● PROMPT: Reproduce every line of the data from its start through the line containing "[[77, 186]]", changing no text except to adjust each coordinate by -32. Leave out the pictures.

[BEGIN]

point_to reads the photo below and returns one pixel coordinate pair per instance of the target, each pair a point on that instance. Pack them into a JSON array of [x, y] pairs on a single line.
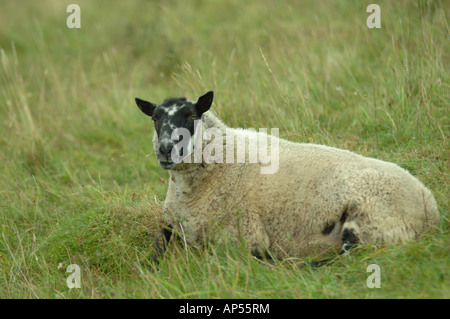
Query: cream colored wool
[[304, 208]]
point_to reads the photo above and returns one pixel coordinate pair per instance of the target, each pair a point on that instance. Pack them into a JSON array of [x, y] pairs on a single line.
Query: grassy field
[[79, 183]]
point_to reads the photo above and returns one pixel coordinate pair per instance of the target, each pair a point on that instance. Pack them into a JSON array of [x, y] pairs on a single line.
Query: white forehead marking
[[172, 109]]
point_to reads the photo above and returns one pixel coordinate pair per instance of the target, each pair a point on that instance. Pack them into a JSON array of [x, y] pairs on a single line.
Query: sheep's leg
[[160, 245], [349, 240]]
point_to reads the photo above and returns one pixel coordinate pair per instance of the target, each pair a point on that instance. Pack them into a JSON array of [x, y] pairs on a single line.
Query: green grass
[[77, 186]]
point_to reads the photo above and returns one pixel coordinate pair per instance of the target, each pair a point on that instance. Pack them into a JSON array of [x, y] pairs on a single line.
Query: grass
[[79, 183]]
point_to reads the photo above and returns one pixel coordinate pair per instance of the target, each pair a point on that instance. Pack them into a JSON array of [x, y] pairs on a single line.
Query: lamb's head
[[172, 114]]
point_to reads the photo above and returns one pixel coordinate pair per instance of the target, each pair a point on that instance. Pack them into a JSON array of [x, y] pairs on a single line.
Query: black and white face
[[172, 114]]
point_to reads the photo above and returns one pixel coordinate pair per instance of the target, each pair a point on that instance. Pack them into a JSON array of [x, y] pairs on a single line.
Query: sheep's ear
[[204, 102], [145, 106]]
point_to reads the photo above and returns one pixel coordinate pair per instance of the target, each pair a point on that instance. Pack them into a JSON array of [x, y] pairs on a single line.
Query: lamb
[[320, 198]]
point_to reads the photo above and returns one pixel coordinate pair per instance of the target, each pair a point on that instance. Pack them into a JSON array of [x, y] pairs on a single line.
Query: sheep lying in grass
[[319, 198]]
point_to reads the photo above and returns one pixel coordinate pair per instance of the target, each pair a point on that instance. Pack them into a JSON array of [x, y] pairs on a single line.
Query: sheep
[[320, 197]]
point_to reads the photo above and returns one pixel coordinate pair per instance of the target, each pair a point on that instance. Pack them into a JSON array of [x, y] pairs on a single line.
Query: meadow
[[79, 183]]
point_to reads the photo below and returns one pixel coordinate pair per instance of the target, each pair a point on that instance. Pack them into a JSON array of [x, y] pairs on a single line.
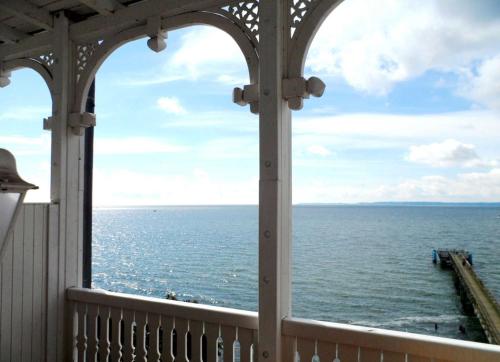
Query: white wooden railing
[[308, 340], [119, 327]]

[END]

● SOLVED EXERCISE:
point_to reads the photo below and returns one pixel coordinate pair per instance of the target, each pair a point on that instance. Pack them into a JSON array of [x, y] pairs on a single line.
Query: cream colored wool
[[272, 176]]
point_to reads the photo above and returns one pixel coordinate pair per instance of the target, each pair a point on that instance. Pack them into a JSON array of [x, y] pairs on a single line.
Query: grassy field
[[47, 151]]
point_to reads the photo above and returns one pixel coordinate pair per instance of the target, each pair a point on that instance. Pack them into a JSON array of [x, y] pairs on a single line.
Query: white forehead marking
[[140, 77]]
point_to reads the photo above and returns one pixel coordinate pair per instance of the target, each pair a point on that instance. Pack them into a JSON array of [x, y] pairs on a single line.
Query: sheep's leg
[[128, 213], [317, 208]]
point_to reads the photo above and returns one pixel coordinate pair per instance of the target, each pair a point on that instance. Pack them into a JSON array of [x, y] pairs on a single line.
Query: green grass
[[45, 154]]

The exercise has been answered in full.